AIM:
Count how many lines in the rows below contain the string "blue", matching case exactly. Give only the number.

— start SOURCE DATA —

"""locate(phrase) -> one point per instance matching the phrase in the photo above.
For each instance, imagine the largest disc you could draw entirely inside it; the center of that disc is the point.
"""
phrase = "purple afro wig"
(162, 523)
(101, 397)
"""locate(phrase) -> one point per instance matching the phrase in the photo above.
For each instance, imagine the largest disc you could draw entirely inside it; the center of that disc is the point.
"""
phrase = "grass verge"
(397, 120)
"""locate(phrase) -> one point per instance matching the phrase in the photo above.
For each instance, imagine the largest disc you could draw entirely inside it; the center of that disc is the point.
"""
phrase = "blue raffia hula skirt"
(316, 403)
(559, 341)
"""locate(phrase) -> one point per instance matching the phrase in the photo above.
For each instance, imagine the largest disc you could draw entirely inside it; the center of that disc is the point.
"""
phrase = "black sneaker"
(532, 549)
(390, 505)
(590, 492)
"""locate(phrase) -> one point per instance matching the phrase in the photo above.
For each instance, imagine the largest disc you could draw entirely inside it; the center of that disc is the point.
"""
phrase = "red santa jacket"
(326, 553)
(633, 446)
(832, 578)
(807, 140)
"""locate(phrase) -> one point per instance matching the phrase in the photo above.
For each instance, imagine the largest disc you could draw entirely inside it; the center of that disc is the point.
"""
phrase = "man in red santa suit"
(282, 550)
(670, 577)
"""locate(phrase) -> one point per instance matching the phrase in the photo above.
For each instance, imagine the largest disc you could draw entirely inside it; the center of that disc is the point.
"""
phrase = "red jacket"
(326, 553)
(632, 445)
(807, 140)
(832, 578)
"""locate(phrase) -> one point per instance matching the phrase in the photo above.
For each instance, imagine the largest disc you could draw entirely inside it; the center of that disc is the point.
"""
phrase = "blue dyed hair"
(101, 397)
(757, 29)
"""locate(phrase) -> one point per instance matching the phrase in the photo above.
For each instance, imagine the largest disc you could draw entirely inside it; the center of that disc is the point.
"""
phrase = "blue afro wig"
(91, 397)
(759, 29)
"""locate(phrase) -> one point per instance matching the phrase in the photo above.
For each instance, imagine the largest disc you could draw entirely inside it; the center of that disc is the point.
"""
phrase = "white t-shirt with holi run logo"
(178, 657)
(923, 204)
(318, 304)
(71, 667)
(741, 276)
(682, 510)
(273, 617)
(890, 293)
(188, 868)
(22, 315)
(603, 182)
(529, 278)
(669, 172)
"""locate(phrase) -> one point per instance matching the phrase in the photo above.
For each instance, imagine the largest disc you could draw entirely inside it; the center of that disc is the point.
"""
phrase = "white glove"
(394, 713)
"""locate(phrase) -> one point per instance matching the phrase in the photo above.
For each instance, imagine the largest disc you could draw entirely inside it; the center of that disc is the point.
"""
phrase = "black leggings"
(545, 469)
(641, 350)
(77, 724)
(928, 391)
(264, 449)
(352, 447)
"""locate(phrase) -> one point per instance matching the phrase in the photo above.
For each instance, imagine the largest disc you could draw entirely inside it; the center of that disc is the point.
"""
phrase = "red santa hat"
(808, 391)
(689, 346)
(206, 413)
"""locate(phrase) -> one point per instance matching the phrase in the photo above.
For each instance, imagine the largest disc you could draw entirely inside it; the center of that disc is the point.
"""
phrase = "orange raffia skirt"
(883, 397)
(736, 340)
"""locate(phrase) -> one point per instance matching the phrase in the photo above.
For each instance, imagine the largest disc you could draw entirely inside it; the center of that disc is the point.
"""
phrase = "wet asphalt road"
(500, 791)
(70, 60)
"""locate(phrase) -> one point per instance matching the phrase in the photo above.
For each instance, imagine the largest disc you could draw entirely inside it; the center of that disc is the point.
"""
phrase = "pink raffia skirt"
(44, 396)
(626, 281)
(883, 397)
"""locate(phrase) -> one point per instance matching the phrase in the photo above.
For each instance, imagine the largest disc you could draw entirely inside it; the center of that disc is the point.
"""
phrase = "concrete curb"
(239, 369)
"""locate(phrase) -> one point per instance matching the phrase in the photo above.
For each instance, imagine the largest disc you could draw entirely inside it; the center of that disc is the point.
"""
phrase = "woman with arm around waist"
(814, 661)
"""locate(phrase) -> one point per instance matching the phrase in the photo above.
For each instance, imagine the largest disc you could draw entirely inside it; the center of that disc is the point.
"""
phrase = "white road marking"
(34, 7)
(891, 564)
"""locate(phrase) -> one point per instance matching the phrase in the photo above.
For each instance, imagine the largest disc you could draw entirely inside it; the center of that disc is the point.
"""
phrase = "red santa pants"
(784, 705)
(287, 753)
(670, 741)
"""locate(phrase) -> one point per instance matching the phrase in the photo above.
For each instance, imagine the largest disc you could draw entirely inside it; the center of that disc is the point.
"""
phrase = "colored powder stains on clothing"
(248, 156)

— end SOURCE DATA —

ANSWER TO THE PROBLEM:
3